■ **WHAT YOU HAVE TO DO**:
Reproduce the lines that begin at the line containing "Target: tree trunk" and end after the line containing "top-left (252, 202), bottom-right (261, 218)", keeping the request text. Multiply each bounding-box coordinate in the answers by 0.95 and round it to a whole number, rounding halves up, but leave the numbers in the requests and in their sample coordinates unchanged.

[Detection annotation entries]
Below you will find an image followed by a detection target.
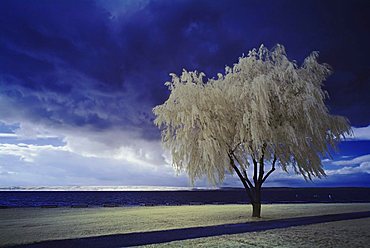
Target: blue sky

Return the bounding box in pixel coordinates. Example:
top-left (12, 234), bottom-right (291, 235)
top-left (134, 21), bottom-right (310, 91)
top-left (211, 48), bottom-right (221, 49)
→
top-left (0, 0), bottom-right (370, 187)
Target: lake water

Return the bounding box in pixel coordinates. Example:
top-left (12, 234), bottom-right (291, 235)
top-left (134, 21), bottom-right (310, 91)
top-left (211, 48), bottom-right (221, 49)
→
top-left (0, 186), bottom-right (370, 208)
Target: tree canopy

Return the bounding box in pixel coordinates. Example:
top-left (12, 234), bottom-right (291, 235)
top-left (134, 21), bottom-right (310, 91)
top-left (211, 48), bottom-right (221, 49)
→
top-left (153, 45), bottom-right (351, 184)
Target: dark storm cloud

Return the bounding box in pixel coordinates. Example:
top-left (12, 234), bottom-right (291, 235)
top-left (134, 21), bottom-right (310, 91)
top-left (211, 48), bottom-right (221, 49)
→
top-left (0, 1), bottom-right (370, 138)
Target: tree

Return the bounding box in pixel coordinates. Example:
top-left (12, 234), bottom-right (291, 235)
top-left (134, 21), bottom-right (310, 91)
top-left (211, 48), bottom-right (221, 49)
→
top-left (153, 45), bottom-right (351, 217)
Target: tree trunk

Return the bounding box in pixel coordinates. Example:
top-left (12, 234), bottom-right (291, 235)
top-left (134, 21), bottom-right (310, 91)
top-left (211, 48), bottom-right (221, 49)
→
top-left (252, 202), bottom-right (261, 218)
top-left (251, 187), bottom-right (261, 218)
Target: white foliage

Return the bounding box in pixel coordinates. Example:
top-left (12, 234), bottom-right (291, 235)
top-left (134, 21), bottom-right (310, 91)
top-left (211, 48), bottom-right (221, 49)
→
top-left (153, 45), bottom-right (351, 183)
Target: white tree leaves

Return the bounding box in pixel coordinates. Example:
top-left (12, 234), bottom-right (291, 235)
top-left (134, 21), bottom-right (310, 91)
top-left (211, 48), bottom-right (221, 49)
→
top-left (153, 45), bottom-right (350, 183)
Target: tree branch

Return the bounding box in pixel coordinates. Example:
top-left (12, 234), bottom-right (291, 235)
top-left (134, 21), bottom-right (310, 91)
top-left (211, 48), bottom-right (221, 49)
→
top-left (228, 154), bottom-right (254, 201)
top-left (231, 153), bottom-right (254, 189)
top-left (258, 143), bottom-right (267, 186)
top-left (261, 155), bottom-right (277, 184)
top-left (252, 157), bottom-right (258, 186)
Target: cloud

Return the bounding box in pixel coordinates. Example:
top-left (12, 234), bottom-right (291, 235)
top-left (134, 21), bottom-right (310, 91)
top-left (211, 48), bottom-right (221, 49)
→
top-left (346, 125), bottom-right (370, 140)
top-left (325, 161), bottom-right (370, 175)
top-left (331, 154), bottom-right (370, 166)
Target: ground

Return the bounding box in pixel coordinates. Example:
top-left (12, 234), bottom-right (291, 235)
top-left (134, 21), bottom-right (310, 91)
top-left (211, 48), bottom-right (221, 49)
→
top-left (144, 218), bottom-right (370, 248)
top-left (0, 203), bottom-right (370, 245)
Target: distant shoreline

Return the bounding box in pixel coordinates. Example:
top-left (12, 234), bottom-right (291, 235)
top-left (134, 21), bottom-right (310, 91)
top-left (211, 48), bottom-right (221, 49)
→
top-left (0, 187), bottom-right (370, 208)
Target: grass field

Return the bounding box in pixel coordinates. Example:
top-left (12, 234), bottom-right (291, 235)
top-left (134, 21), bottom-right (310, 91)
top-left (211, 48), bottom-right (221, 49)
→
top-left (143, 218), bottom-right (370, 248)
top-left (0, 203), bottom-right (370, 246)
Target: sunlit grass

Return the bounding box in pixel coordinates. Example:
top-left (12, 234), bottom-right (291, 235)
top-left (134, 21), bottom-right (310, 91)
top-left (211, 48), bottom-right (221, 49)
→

■ **RESULT OF THE EXERCISE**:
Target: tree trunk

Return the bounding box in pixel coordinates. Example:
top-left (12, 234), bottom-right (291, 235)
top-left (134, 21), bottom-right (310, 91)
top-left (211, 48), bottom-right (221, 49)
→
top-left (239, 192), bottom-right (248, 207)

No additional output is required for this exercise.